WHAT THIS TASK INVOLVES
Print everything in the material from the line containing "Please drop a marker on the stone" down through the very end, copying each line without any change.

# START OF EXTRACTED MATERIAL

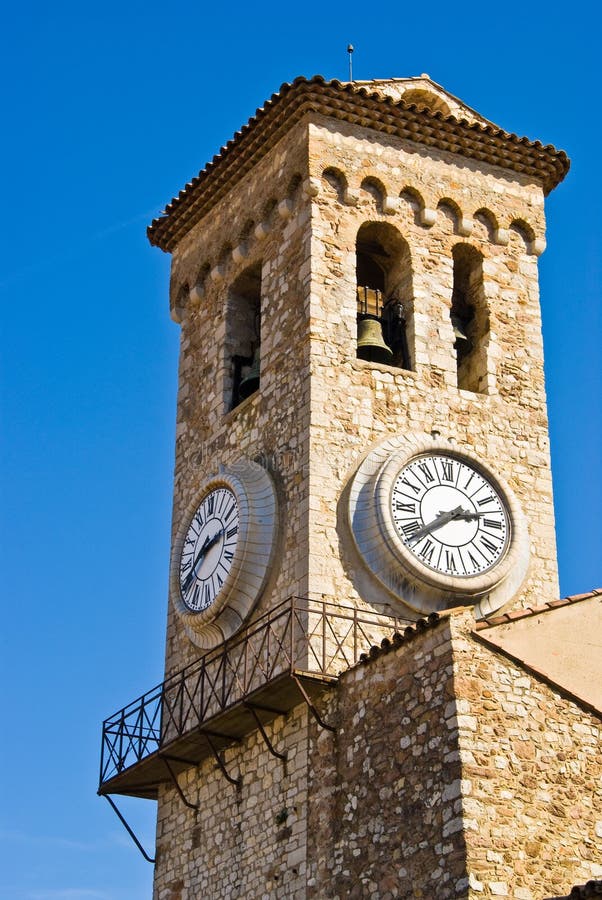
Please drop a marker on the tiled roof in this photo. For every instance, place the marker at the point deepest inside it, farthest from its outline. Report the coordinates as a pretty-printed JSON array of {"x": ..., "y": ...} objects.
[
  {"x": 512, "y": 616},
  {"x": 358, "y": 106}
]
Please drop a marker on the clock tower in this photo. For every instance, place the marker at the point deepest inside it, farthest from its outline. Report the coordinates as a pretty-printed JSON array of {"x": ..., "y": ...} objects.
[{"x": 363, "y": 520}]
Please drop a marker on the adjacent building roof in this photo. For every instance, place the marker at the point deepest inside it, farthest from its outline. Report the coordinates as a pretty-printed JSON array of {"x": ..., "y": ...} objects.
[
  {"x": 560, "y": 641},
  {"x": 357, "y": 105}
]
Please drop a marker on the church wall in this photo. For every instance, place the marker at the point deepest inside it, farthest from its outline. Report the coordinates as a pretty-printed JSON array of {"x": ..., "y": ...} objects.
[
  {"x": 247, "y": 842},
  {"x": 435, "y": 201},
  {"x": 532, "y": 778},
  {"x": 385, "y": 792},
  {"x": 264, "y": 218}
]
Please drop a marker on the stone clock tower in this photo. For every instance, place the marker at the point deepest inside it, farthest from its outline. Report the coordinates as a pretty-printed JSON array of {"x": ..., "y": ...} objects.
[{"x": 367, "y": 689}]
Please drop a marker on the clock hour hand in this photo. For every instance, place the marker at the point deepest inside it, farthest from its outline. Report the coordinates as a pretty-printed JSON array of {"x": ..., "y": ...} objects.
[
  {"x": 207, "y": 545},
  {"x": 438, "y": 522}
]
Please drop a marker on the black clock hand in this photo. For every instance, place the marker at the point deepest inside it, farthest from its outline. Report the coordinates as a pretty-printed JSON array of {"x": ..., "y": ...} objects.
[
  {"x": 207, "y": 545},
  {"x": 438, "y": 522},
  {"x": 192, "y": 574}
]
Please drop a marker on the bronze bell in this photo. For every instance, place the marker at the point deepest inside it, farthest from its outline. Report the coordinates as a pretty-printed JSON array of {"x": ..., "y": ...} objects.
[
  {"x": 370, "y": 342},
  {"x": 250, "y": 383},
  {"x": 459, "y": 329}
]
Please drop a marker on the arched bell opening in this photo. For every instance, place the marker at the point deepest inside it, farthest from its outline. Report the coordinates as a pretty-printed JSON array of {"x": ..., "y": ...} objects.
[
  {"x": 469, "y": 319},
  {"x": 243, "y": 334},
  {"x": 383, "y": 295}
]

# END OF EXTRACTED MATERIAL

THE REPLY
Please drop a marker on the stone clock tower in this photo. For every instance, place the marker at the point deepest inside it, farthest from its outline. Report the coordinates as a pretty-printed JSON array of {"x": ..., "y": ...} objects.
[{"x": 367, "y": 689}]
Please drop a marker on the clock hour hand in this photo. For every instance, place the marker at the point deepest inside it, farthest from its outline. Report the coordinates as a pretty-printed JSON array of {"x": ..., "y": ...} objects.
[
  {"x": 207, "y": 545},
  {"x": 438, "y": 522}
]
Please drop a marker on the black clock hand in this photo. For every instance, place the marker at the point deepest inside it, farthest from its outline. Report the coordinates as a pretty-printed JSON array of {"x": ..., "y": ...} objects.
[
  {"x": 207, "y": 545},
  {"x": 438, "y": 522},
  {"x": 192, "y": 574}
]
Please drop a marker on the bronze bell in this photo. For every instance, place the marker at the point deepest inside it, farthest from its outline. Report the coordinates as a pretty-printed JSON array of {"x": ..., "y": ...} objects.
[
  {"x": 370, "y": 342},
  {"x": 250, "y": 383},
  {"x": 459, "y": 329}
]
Please drop a marker on the arched bell opening in this photo. For every instance, place the marker at the point deepest inside it, farthest from its outline. Report the coordinates as a pretty-printed JSON array of {"x": ..., "y": ...} objects.
[
  {"x": 469, "y": 319},
  {"x": 243, "y": 334},
  {"x": 383, "y": 295}
]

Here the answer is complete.